Gestelde opdracht A: Hoeveel vermoedelijk valse biljetten nam de verbalisant volgens de passage op 22 januari 2018 in beslag?
Gestelde opdracht B: Leg uit wat er volgens de passage blijkt uit de instapkaarten die bij de aanvraag zijn gevoegd.
Gestelde opdracht C: Neem uit de passage letterlijk over van "(iii) het bij" tot en met "van de aanvrager.".

Aangeleverde passage:
# # #

Nadat [aanvrager] terug gekomen is van Dubai zijn wij samen de kluis gaan controleren en hebben toen meerdere valse briefjes van 50 eruit gehaald.
Daarna is [aanvrager] aangifte gaan doen bij politie Rotterdam en heeft daar het vals geld ingeleverd.”
(iii) het bij de aanvraag gevoegde bewijs van ontvangst ex artikel 94 Sv dat inhoudt dat de verbalisant op 22 januari 2018 uit handen van de aanvrager twaalf vermoedelijk valse biljetten van € 50 heeft inbeslaggenomen;
(iv) het bij de aanvraag gevoegde proces-verbaal aangifte van 22 januari 2018;
(v) de bij de aanvraag gevoegde instapkaarten, waaruit blijkt dat [betrokkene 1] deel uitmaakte van het reisgezelschap van de aanvrager.

# # #

Gegevens voor analyse:

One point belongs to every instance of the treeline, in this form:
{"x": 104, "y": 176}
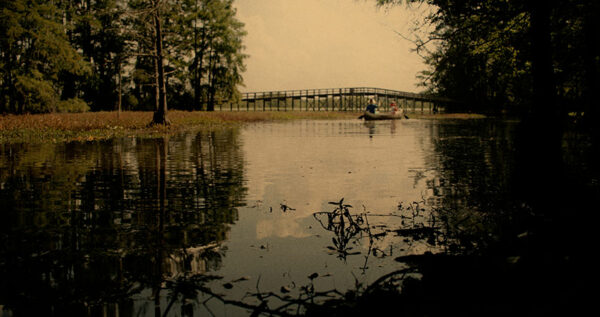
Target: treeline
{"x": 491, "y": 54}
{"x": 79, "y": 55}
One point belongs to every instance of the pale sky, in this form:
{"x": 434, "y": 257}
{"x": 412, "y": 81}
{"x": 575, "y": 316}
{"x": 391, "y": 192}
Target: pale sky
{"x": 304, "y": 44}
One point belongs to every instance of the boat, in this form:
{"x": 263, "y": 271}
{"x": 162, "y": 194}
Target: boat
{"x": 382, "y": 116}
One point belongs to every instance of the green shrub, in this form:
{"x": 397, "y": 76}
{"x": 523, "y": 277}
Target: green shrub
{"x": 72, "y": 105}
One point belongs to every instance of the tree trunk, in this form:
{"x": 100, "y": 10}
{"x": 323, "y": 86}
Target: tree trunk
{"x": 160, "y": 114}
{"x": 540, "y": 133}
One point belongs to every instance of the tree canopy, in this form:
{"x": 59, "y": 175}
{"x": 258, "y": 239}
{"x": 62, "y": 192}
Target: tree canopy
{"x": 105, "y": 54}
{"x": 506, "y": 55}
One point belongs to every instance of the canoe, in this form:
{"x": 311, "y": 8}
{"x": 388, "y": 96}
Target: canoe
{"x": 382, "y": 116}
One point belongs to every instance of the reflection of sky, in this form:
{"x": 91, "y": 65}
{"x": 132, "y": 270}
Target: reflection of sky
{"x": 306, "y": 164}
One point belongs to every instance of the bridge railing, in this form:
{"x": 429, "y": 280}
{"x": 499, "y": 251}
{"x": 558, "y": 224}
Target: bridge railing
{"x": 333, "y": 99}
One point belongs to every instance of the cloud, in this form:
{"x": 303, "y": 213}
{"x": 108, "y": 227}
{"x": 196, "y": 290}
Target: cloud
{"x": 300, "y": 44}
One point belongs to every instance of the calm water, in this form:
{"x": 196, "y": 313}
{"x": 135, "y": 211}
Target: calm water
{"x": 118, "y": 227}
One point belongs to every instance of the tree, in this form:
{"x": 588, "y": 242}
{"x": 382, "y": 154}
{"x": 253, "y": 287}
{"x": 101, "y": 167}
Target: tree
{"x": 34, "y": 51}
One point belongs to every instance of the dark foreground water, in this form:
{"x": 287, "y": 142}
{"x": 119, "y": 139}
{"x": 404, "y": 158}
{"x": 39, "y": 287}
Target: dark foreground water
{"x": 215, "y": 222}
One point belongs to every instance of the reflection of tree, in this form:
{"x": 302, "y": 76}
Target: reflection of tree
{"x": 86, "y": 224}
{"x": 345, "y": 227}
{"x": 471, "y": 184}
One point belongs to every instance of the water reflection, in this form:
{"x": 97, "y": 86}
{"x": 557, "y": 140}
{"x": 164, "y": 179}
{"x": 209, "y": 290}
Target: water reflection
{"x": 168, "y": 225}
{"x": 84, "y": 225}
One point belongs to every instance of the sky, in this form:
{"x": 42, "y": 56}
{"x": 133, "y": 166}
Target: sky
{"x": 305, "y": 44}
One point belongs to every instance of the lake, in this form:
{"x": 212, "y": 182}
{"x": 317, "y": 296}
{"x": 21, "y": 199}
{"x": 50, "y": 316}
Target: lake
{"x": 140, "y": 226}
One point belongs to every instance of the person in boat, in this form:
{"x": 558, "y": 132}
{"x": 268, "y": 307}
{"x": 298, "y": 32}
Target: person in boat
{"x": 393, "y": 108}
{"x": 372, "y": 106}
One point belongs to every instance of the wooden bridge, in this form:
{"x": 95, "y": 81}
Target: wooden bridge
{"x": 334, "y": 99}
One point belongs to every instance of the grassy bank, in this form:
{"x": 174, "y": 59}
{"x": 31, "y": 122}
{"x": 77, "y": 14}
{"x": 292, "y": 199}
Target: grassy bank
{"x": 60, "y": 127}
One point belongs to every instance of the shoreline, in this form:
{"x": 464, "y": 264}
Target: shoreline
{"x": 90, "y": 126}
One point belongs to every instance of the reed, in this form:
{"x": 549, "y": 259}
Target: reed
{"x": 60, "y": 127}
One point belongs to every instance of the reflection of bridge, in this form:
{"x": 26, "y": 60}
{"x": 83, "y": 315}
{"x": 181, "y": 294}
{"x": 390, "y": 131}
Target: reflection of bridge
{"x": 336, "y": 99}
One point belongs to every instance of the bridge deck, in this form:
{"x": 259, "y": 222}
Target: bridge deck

# # #

Antwoordvak A: Twaalf biljetten van € 50.

Antwoordvak B: Uit de instapkaarten blijkt dat [betrokkene 1] deel uitmaakte van het reisgezelschap van de aanvrager.

Antwoordvak C:
(iii) het bij de aanvraag gevoegde bewijs van ontvangst ex artikel 94 Sv dat inhoudt dat de verbalisant op 22 januari 2018 uit handen van de aanvrager twaalf vermoedelijk valse biljetten van € 50 heeft inbeslaggenomen;
(iv) het bij de aanvraag gevoegde proces-verbaal aangifte van 22 januari 2018;
(v) de bij de aanvraag gevoegde instapkaarten, waaruit blijkt dat [betrokkene 1] deel uitmaakte van het reisgezelschap van de aanvrager.